### Selection
In earlier days of "cruising" it was not unusual for venerable liners like the Queen Mary and Queen Elizabeth to sail the oceans for decades. Now - in an time of on board climbing walls and ship-wide wi-fi - passenger liners seem to be outdated the minute their keels hit the water.

The era of "industrial" cruising also means that ship size also increases so rapidly that cruise lines are already planning newer, larger vessels even before vessels already in production are launched.

With that in mind, here is the story of two ships that were around when the Alaska cruise industry started to boom more than three decades ago.

Unlike many of their fellow ships, the Rotterdam and the former Polar Star have not been scrapped on the beaches of India or the Mediterranean, but only the Rotterdam - soon to become a floating visitor attraction in its namesake city - has a bright future. The Polar Star sits nearly abandoned in a West Coast harbor.

The Rotterdam in this story is not to be confused with the Rotterdam currently plying Alaskan waters. The current Rotterdam is the sixth vessel of that name to sail for the Holland America Lines and was put into service in 1997 to replace the aging Rotterdam V.

The fifth Rotterdam went into service in 1958. Writing for the Maritime-Matters website, cruise ship expert Peter Knego said that the Rotterdam is "arguably the most magnificent and well-preserved vintage liner in existence."

### Data shown
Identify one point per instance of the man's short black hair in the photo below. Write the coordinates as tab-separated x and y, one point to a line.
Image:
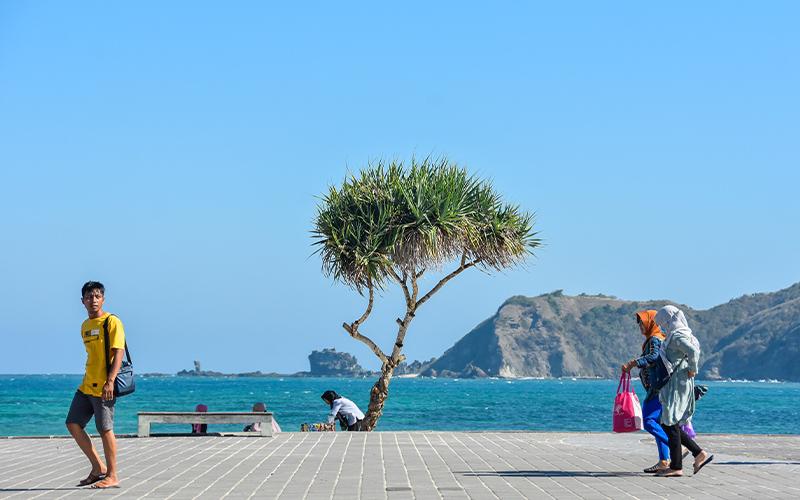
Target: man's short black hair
91	286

### Exercise
Copy out the entire cruise liner text above word for word.

### Solution
In earlier days of "cruising" it was not unusual for venerable liners like the Queen Mary and Queen Elizabeth to sail the oceans for decades. Now - in an time of on board climbing walls and ship-wide wi-fi - passenger liners seem to be outdated the minute their keels hit the water.

The era of "industrial" cruising also means that ship size also increases so rapidly that cruise lines are already planning newer, larger vessels even before vessels already in production are launched.

With that in mind, here is the story of two ships that were around when the Alaska cruise industry started to boom more than three decades ago.

Unlike many of their fellow ships, the Rotterdam and the former Polar Star have not been scrapped on the beaches of India or the Mediterranean, but only the Rotterdam - soon to become a floating visitor attraction in its namesake city - has a bright future. The Polar Star sits nearly abandoned in a West Coast harbor.

The Rotterdam in this story is not to be confused with the Rotterdam currently plying Alaskan waters. The current Rotterdam is the sixth vessel of that name to sail for the Holland America Lines and was put into service in 1997 to replace the aging Rotterdam V.

The fifth Rotterdam went into service in 1958. Writing for the Maritime-Matters website, cruise ship expert Peter Knego said that the Rotterdam is "arguably the most magnificent and well-preserved vintage liner in existence."